Page text
Now if you are Google or Facebook you want 100 Petabytes of storage but instead of paying Netapp $100 million you employee 20 really smart guys to build you something, you put it on cheap hardware and you build exactly what your software will talk to and what it needs.
It costs you $10 million up front but the hardware cost is just $15 million because you use cheaper drives and build (thousands) of your own servers.
Of course this doesn't mean that "Enterprise Storage" isn't going to be the next premium product hit by Open Source type solutions.
I guess it depends how close to bare metal you want to get.
Google/Facebook/AWS (and maybe a Backblaze) have architected their data center setup to not require the functionality that Netapp provides. If you buy a NetAPP and plug it in your netork it is because you cant architect a datacenter from the ground up...
Facebook was a founding member of the Open Datacenter Alliance. They have a cool githup repo and put out interesting whitepapers like:
It is not just cheaper but architected better. They would use Cisco and other enterprisey stuff if it were better but it is a case of "il y a moins bien mais c'est plus cher" as the French Linux motto goes...

Available data
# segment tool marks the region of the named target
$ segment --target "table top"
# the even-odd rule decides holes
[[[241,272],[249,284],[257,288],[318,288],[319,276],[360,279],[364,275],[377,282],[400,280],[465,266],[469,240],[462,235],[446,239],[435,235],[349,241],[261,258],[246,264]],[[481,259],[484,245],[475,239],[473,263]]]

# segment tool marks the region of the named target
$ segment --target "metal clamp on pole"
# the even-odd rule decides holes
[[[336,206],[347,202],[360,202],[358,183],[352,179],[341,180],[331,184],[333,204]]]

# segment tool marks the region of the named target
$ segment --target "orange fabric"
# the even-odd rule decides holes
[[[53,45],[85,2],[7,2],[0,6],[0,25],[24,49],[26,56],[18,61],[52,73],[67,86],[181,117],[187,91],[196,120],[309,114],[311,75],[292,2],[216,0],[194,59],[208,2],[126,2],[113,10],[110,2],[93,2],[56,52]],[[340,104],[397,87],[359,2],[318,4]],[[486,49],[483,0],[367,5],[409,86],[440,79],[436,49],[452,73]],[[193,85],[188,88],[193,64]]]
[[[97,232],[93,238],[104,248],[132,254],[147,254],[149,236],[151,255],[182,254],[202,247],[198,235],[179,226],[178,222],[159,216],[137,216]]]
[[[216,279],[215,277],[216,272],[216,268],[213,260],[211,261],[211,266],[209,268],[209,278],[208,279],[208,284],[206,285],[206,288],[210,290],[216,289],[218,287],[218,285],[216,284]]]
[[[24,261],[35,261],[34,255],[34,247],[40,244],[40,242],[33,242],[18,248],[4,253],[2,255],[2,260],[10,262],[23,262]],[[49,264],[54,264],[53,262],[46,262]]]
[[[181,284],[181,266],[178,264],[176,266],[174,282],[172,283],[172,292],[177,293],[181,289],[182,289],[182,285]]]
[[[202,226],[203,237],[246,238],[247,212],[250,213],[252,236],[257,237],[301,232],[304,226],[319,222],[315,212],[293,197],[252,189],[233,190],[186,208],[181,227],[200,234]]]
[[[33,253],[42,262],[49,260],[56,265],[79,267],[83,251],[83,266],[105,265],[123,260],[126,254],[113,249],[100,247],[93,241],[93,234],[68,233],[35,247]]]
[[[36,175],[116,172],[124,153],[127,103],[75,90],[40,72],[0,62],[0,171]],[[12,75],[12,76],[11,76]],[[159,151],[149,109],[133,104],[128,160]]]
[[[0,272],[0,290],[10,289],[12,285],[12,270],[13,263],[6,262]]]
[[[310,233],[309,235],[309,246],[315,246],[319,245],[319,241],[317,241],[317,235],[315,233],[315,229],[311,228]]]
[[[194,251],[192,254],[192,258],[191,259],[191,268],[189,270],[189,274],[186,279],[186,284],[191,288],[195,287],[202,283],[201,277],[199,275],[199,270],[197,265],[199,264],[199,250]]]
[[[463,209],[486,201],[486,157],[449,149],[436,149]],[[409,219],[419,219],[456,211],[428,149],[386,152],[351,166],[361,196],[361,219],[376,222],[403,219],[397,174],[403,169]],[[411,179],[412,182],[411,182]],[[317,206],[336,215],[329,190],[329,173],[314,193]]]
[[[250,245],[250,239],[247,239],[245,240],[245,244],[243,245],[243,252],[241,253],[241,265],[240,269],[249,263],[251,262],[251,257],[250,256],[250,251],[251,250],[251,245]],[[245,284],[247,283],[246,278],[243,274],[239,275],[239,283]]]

Check your understanding
[A] Translate this sentence from the storage discussion into Spanish: "I guess it depends how close to bare metal you want to get."
[B] Quote the storage discussion from "Google/Facebook/AWS (and maybe" to "the ground up...".
[C] According to the storage discussion, Facebook was a founding member of which alliance?

List of answers
[A] Supongo que depende de qué tan cerca del metal desnudo quieras llegar.

[B]
Google/Facebook/AWS (and maybe a Backblaze) have architected their data center setup to not require the functionality that Netapp provides. If you buy a NetAPP and plug it in your netork it is because you cant architect a datacenter from the ground up...

[C] The Open Datacenter Alliance.